*Description of the task*
Reproduce the listing below verbatim.

*Listing*
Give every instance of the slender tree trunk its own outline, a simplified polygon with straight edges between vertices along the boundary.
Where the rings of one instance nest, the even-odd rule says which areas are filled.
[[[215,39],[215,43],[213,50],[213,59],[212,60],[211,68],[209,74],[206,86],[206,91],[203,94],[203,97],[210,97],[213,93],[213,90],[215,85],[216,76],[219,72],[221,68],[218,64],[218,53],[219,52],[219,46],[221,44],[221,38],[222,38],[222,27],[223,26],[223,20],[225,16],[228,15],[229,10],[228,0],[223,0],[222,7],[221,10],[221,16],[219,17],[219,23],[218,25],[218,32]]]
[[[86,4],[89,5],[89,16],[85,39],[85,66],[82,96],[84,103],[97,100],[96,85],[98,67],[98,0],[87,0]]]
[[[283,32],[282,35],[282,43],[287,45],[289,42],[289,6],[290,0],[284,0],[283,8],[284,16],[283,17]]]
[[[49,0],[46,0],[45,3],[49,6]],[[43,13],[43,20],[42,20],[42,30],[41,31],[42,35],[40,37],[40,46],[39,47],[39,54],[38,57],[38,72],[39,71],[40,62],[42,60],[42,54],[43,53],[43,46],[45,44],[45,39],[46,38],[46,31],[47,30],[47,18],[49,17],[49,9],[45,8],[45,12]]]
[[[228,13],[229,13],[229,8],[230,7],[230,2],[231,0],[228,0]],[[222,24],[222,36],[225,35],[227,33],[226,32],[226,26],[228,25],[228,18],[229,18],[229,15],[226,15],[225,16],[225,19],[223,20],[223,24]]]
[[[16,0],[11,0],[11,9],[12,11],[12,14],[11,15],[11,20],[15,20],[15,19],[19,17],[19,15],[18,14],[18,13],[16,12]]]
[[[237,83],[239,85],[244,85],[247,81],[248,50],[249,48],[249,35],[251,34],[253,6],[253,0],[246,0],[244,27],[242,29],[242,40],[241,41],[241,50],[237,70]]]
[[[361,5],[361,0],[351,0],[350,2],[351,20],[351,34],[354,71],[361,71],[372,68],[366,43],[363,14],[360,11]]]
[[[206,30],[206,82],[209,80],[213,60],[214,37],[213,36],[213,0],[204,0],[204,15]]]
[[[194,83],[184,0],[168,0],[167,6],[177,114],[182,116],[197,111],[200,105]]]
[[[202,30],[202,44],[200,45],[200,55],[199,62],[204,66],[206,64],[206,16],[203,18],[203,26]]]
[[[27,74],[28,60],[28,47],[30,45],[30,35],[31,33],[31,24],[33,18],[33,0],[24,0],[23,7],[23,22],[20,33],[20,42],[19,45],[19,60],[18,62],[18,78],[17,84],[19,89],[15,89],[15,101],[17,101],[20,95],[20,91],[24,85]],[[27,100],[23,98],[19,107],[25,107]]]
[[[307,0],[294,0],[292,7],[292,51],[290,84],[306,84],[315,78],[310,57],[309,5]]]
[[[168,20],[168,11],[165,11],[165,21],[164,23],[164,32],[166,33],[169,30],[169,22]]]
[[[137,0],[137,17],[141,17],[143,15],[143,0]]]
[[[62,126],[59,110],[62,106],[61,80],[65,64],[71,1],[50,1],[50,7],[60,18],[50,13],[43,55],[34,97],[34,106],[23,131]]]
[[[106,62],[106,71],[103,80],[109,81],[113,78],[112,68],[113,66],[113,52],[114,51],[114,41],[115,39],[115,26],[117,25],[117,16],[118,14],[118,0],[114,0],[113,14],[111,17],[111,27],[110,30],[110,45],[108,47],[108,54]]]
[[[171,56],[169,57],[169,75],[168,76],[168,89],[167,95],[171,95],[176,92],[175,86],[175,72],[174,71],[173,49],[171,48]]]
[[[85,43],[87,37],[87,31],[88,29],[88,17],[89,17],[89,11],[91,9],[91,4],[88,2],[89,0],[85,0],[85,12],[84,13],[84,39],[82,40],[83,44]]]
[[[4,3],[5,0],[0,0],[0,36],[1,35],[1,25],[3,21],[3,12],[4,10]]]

*Answer to this task*
Give every instance of the slender tree trunk its own outline, a simplified polygon with straight edges between vertices along the boundary.
Where the rings of one instance nest, the even-odd rule says which areas are filled.
[[[215,39],[215,43],[213,50],[213,59],[212,60],[211,68],[209,74],[206,86],[206,91],[203,94],[203,97],[210,97],[213,93],[213,90],[215,85],[216,76],[219,72],[221,68],[218,64],[218,53],[219,52],[219,46],[221,44],[221,38],[222,38],[222,27],[223,26],[223,20],[225,16],[228,15],[229,10],[228,0],[223,0],[222,7],[221,10],[221,16],[219,17],[219,23],[218,25],[218,32]]]
[[[86,4],[89,5],[89,16],[85,39],[85,66],[82,96],[84,103],[97,100],[96,85],[98,67],[98,0],[87,0]]]
[[[283,32],[282,35],[282,43],[287,45],[289,42],[289,6],[290,0],[284,0],[283,8],[284,16],[283,17]]]
[[[49,0],[46,0],[45,3],[49,6]],[[43,13],[43,20],[42,20],[42,30],[41,31],[42,35],[40,37],[40,46],[39,47],[39,54],[38,57],[38,72],[39,71],[40,62],[42,60],[42,54],[43,53],[43,46],[45,44],[45,39],[46,38],[46,31],[47,30],[47,18],[49,17],[49,9],[45,8],[45,12]]]
[[[228,13],[229,13],[229,8],[230,7],[230,2],[231,0],[228,0]],[[222,24],[222,36],[225,35],[227,33],[226,32],[226,26],[228,25],[228,18],[229,18],[229,15],[226,15],[225,16],[225,19],[223,20],[223,24]]]
[[[16,0],[11,0],[11,9],[12,11],[12,14],[11,15],[11,20],[15,20],[15,19],[19,17],[19,15],[18,14],[18,13],[16,12]]]
[[[237,83],[239,85],[244,85],[247,81],[248,50],[249,48],[249,35],[251,34],[253,6],[253,0],[246,0],[244,27],[242,29],[242,40],[241,41],[241,50],[237,70]]]
[[[361,5],[361,0],[351,0],[350,2],[351,20],[351,34],[354,71],[361,71],[372,68],[366,43],[363,14],[360,11]]]
[[[206,30],[206,82],[209,80],[213,60],[214,37],[213,36],[213,0],[204,0],[204,15]]]
[[[194,83],[184,0],[168,0],[167,6],[177,114],[182,116],[197,111],[200,105]]]
[[[202,30],[202,44],[200,45],[200,55],[199,62],[204,66],[206,64],[206,16],[203,18],[203,26]]]
[[[27,74],[28,60],[28,47],[30,45],[30,35],[31,33],[31,24],[33,18],[33,0],[24,0],[23,7],[23,22],[20,33],[20,42],[19,45],[19,60],[18,62],[18,78],[17,84],[19,89],[15,89],[15,101],[17,101],[20,95],[20,91],[24,85]],[[27,100],[23,98],[19,107],[25,107]]]
[[[307,0],[294,0],[292,7],[292,51],[290,84],[306,84],[315,78],[310,57],[309,5]]]
[[[168,20],[168,11],[165,11],[165,21],[164,23],[164,32],[166,33],[169,30],[169,22]]]
[[[137,0],[137,17],[141,17],[143,15],[143,0]]]
[[[62,126],[59,110],[62,106],[61,80],[65,64],[71,1],[50,1],[50,7],[60,18],[50,13],[43,55],[34,97],[34,106],[23,131]]]
[[[106,62],[106,71],[103,80],[109,81],[113,78],[112,68],[113,66],[113,52],[114,51],[114,41],[115,39],[115,26],[117,25],[117,16],[118,14],[118,0],[114,0],[113,14],[111,17],[111,27],[110,30],[110,45],[108,47],[108,54]]]
[[[171,56],[169,57],[169,75],[168,76],[168,89],[167,95],[171,95],[176,92],[175,86],[175,72],[174,71],[173,49],[171,48]]]
[[[85,43],[87,37],[87,31],[88,29],[88,17],[89,17],[89,11],[91,9],[91,4],[88,2],[89,0],[85,0],[85,12],[84,13],[84,39],[82,40],[83,44]]]
[[[4,3],[5,0],[0,0],[0,36],[1,35],[1,25],[3,21],[3,12],[4,10]]]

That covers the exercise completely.